Top Irish Writers
As Liadan Hynes talks to author Cecelia Ahern, we take a look at modern Irish writers making a name for themselves
1 EMMA DONOGHUE
The author of Room is described as Canadian-Irish. That could change with another bestseller (we're watching you, 'British author' Daily Telegraph). Room is the chilling story of a mother and child living in a tiny, enclosed space. It is reported to have been inspired by the Josef Fritzl case. Or maybe she knew someone who rented one of those new apartments in Dublin, circa 1991. There wasn't enough room to swing a culchie. Not that it stopped anyone trying after a few pints. Good times.
2 COLUM MCCANN
Colum writes literary fiction. Or, as it's more commonly known, a genre you've pretended to read in order to avoid embarrassment. "Oh really, and what happened in this book you say you read?" "Absolutely nothing." "Actually, that sounds about right." Colum lives in New York now. That's the right place for him, because we all know the city is full of artists and intellectuals. All you have to do get their attention is raise your hand. And they'll stop their taxi.

* **Instructions to follow**:
Write out the full "Top Irish Writers" text word for word, changing nothing. The material is taken from a separate source unrelated to the text.

* **Information shown**:
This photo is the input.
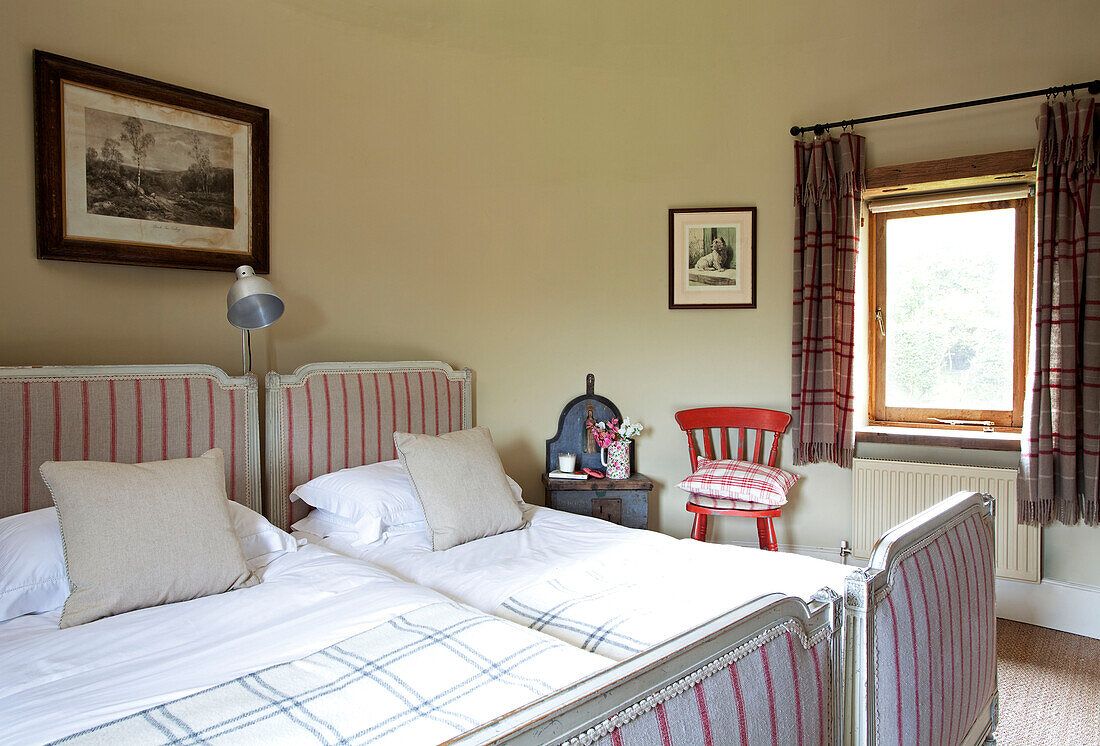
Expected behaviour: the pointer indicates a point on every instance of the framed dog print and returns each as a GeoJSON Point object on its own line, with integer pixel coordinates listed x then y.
{"type": "Point", "coordinates": [712, 258]}
{"type": "Point", "coordinates": [130, 171]}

* **Solution to the exercise**:
Top Irish Writers
As Liadan Hynes talks to author Cecelia Ahern, we take a look at modern Irish writers making a name for themselves
1 EMMA DONOGHUE
The author of Room is described as Canadian-Irish. That could change with another bestseller (we're watching you, 'British author' Daily Telegraph). Room is the chilling story of a mother and child living in a tiny, enclosed space. It is reported to have been inspired by the Josef Fritzl case. Or maybe she knew someone who rented one of those new apartments in Dublin, circa 1991. There wasn't enough room to swing a culchie. Not that it stopped anyone trying after a few pints. Good times.
2 COLUM MCCANN
Colum writes literary fiction. Or, as it's more commonly known, a genre you've pretended to read in order to avoid embarrassment. "Oh really, and what happened in this book you say you read?" "Absolutely nothing." "Actually, that sounds about right." Colum lives in New York now. That's the right place for him, because we all know the city is full of artists and intellectuals. All you have to do get their attention is raise your hand. And they'll stop their taxi.